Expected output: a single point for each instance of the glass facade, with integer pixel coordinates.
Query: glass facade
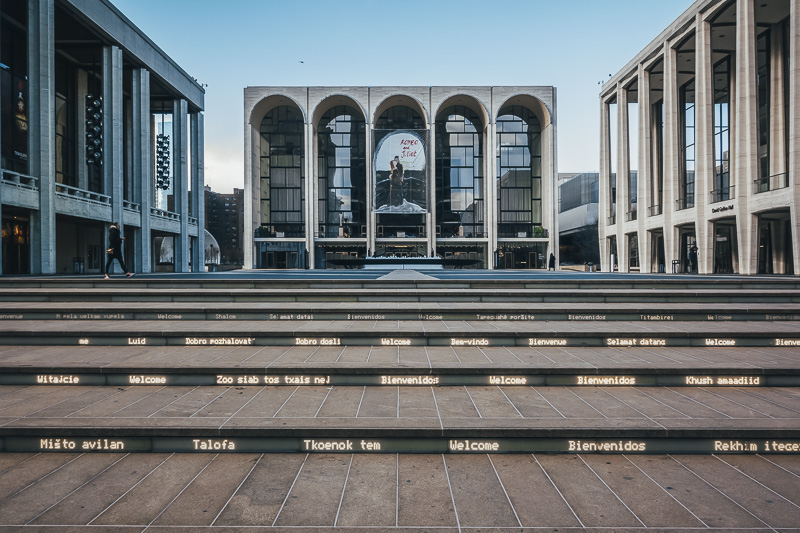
(722, 135)
(282, 173)
(14, 86)
(400, 191)
(612, 158)
(65, 115)
(686, 199)
(519, 173)
(763, 89)
(342, 174)
(459, 174)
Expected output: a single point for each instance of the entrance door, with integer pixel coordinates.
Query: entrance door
(765, 248)
(723, 249)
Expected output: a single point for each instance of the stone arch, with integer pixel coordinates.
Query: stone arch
(538, 107)
(467, 101)
(268, 103)
(401, 100)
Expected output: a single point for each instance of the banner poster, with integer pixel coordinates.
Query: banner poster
(400, 183)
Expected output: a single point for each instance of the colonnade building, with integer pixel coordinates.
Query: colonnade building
(699, 145)
(99, 125)
(338, 174)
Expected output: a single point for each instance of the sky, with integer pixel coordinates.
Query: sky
(570, 44)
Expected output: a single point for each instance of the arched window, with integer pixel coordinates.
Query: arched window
(519, 173)
(459, 174)
(282, 172)
(342, 173)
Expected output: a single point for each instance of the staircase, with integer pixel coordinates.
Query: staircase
(405, 404)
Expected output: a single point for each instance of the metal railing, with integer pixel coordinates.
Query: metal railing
(22, 181)
(722, 195)
(82, 195)
(771, 183)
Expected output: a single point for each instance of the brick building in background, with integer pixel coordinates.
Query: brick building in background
(224, 220)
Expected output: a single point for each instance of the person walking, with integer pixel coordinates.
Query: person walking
(114, 250)
(693, 260)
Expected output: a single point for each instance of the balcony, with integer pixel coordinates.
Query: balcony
(722, 195)
(21, 181)
(686, 202)
(82, 195)
(20, 190)
(771, 183)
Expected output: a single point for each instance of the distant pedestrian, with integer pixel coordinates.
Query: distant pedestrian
(693, 259)
(114, 250)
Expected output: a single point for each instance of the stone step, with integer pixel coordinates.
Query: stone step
(133, 291)
(404, 493)
(503, 333)
(408, 366)
(400, 419)
(381, 311)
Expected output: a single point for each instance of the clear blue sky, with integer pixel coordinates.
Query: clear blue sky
(571, 44)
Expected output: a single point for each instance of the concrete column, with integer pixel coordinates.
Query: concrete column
(623, 177)
(112, 131)
(490, 177)
(309, 158)
(180, 181)
(705, 171)
(142, 171)
(82, 91)
(371, 229)
(41, 132)
(604, 192)
(671, 153)
(745, 133)
(198, 191)
(252, 192)
(645, 176)
(777, 101)
(550, 187)
(430, 218)
(794, 129)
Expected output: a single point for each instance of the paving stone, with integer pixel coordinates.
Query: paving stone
(704, 502)
(594, 503)
(28, 472)
(654, 506)
(477, 492)
(316, 495)
(90, 500)
(147, 500)
(768, 506)
(536, 501)
(32, 501)
(370, 495)
(261, 496)
(424, 496)
(201, 502)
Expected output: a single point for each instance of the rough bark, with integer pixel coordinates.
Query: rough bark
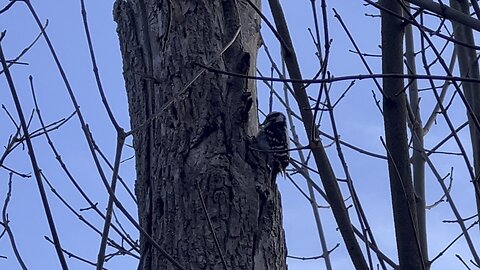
(203, 137)
(394, 110)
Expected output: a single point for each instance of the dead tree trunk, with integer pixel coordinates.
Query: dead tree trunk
(198, 146)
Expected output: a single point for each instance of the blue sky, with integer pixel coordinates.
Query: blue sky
(359, 123)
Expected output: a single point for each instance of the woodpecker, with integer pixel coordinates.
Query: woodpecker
(273, 137)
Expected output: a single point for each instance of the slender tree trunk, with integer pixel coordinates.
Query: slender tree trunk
(467, 60)
(394, 110)
(418, 161)
(198, 147)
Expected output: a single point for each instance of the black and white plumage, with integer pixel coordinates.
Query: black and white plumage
(273, 136)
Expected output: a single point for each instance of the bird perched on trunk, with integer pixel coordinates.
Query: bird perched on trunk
(272, 137)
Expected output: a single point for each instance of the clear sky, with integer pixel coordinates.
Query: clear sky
(359, 123)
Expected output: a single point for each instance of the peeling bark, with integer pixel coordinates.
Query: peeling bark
(203, 137)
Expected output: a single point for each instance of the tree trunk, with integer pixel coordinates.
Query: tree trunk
(394, 110)
(198, 147)
(468, 65)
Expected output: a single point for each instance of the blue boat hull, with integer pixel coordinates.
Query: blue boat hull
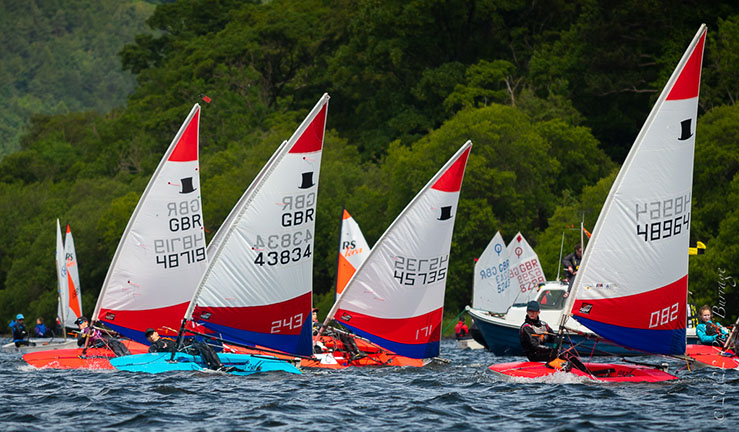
(237, 364)
(505, 341)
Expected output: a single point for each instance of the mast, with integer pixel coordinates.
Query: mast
(59, 278)
(338, 253)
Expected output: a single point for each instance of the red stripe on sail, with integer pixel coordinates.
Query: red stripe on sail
(412, 330)
(451, 180)
(659, 309)
(687, 83)
(312, 138)
(186, 149)
(140, 320)
(285, 318)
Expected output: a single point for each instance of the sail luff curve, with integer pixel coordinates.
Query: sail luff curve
(257, 289)
(162, 252)
(632, 284)
(396, 297)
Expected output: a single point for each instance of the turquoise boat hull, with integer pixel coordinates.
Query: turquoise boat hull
(237, 364)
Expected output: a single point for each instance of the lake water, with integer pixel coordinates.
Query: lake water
(460, 396)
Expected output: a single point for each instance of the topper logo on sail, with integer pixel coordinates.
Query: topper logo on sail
(446, 213)
(686, 130)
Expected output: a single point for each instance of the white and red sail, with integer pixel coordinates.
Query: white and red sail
(525, 271)
(491, 280)
(257, 289)
(353, 250)
(396, 297)
(633, 281)
(162, 253)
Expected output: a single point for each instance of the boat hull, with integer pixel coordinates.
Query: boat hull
(40, 345)
(469, 343)
(93, 358)
(336, 355)
(604, 372)
(711, 356)
(502, 339)
(238, 364)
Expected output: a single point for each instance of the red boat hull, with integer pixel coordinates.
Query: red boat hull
(94, 358)
(607, 372)
(710, 356)
(337, 356)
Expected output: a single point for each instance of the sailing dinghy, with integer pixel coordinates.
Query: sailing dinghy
(395, 299)
(632, 285)
(70, 298)
(257, 289)
(720, 357)
(159, 259)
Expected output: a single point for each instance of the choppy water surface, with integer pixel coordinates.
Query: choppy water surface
(462, 395)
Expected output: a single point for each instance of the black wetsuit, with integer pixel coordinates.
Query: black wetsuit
(20, 335)
(162, 345)
(534, 334)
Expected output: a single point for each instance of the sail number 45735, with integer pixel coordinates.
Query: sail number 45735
(663, 316)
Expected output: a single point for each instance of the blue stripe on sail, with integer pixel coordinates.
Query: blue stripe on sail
(651, 341)
(417, 351)
(301, 344)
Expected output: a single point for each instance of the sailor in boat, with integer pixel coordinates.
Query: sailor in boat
(40, 330)
(92, 337)
(316, 323)
(159, 344)
(461, 331)
(571, 263)
(535, 334)
(710, 332)
(195, 348)
(20, 334)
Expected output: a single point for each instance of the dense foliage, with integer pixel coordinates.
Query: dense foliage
(552, 94)
(59, 57)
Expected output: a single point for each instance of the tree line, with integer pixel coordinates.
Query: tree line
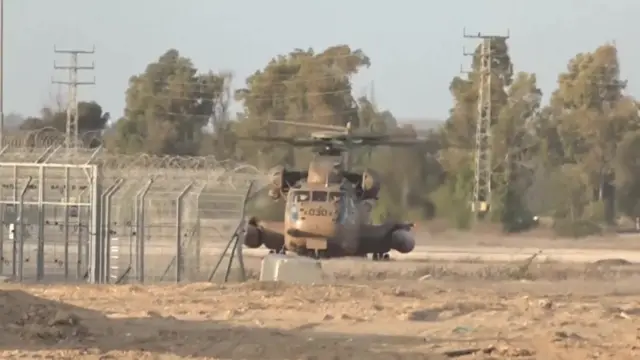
(571, 161)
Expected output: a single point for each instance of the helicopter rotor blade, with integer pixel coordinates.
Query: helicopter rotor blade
(281, 139)
(311, 125)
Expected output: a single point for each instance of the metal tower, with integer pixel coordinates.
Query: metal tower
(481, 200)
(71, 135)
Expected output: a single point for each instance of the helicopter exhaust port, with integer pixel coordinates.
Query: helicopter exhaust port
(402, 241)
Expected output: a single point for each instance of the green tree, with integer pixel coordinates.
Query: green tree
(302, 86)
(591, 115)
(168, 106)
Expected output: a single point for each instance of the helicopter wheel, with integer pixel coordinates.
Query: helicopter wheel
(380, 257)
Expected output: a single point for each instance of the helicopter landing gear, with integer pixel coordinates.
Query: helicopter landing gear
(380, 257)
(318, 254)
(282, 251)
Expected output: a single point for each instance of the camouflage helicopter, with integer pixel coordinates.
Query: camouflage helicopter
(328, 206)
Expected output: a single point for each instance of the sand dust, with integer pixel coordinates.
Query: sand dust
(437, 311)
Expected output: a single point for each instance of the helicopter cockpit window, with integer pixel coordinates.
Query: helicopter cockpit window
(335, 196)
(301, 196)
(319, 196)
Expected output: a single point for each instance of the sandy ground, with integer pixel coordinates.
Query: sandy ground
(395, 310)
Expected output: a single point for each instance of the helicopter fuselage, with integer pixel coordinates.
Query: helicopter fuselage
(321, 219)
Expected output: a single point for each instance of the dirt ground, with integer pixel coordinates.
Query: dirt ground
(472, 310)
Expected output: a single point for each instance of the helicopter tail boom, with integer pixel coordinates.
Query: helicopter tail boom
(385, 237)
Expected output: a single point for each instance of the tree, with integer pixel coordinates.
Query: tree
(591, 115)
(167, 107)
(301, 86)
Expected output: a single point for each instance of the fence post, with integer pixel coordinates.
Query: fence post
(106, 226)
(140, 225)
(179, 252)
(95, 231)
(66, 224)
(20, 230)
(41, 215)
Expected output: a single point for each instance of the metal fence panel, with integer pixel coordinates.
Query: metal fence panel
(46, 220)
(87, 215)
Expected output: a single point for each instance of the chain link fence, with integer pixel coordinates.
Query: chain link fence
(88, 215)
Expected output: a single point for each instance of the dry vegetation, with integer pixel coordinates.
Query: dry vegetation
(471, 310)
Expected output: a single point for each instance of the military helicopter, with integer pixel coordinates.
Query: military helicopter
(328, 206)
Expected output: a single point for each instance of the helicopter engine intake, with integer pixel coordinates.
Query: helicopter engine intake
(402, 241)
(280, 180)
(257, 236)
(370, 184)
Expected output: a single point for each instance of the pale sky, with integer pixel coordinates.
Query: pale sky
(415, 46)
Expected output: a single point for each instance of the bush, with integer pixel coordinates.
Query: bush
(576, 228)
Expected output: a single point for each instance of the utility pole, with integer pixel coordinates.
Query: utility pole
(481, 200)
(2, 73)
(71, 134)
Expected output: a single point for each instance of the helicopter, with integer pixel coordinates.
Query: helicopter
(328, 206)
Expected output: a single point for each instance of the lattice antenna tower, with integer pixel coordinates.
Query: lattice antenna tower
(71, 133)
(481, 198)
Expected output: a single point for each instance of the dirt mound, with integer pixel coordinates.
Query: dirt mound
(30, 318)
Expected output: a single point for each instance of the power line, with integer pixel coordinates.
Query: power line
(481, 200)
(247, 96)
(71, 140)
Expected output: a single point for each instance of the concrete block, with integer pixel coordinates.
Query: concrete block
(291, 269)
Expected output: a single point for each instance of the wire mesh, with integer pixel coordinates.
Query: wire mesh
(163, 218)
++++++
*Given exercise*: Rewrite the rows from the line containing "bush, with integer pixel coordinates." through the last line of the rows as a Markdown table with the columns No and Line. Number each line and skip any blank lines.

*Worked solution*:
| No | Line |
|---|---|
| 1 | Expected output: a single point for each instance of the bush, with integer pixel coordinates. |
| 2 | Query: bush |
| 3 | (576, 228) |
| 4 | Expected output: a single point for each instance of the utility pole, with integer pixel coordinates. |
| 5 | Query: utility pole |
| 6 | (481, 200) |
| 7 | (2, 73) |
| 8 | (71, 134) |
| 9 | Expected output: a single point for each instance of the helicopter, with integer pixel coordinates. |
| 10 | Query: helicopter |
| 11 | (328, 206) |
| 12 | Expected output: a single point for each instance of the lattice antenna tower, with integer pixel coordinates. |
| 13 | Query: lattice antenna tower |
| 14 | (71, 133) |
| 15 | (481, 198) |
| 16 | Expected output: a single point for each instance of the dirt mound, with integer pixel coordinates. |
| 17 | Query: dirt mound |
| 18 | (30, 318) |
| 19 | Expected output: a single point for each instance of the power line, with integer pixel coordinates. |
| 20 | Query: power line |
| 21 | (481, 200) |
| 22 | (247, 96) |
| 23 | (71, 140) |
| 24 | Expected output: a single point for each instance of the concrete block, with integer pixel coordinates. |
| 25 | Query: concrete block |
| 26 | (291, 269) |
| 27 | Expected output: a single point for each instance of the wire mesh, with integer pixel coordinates. |
| 28 | Query: wire mesh |
| 29 | (163, 218) |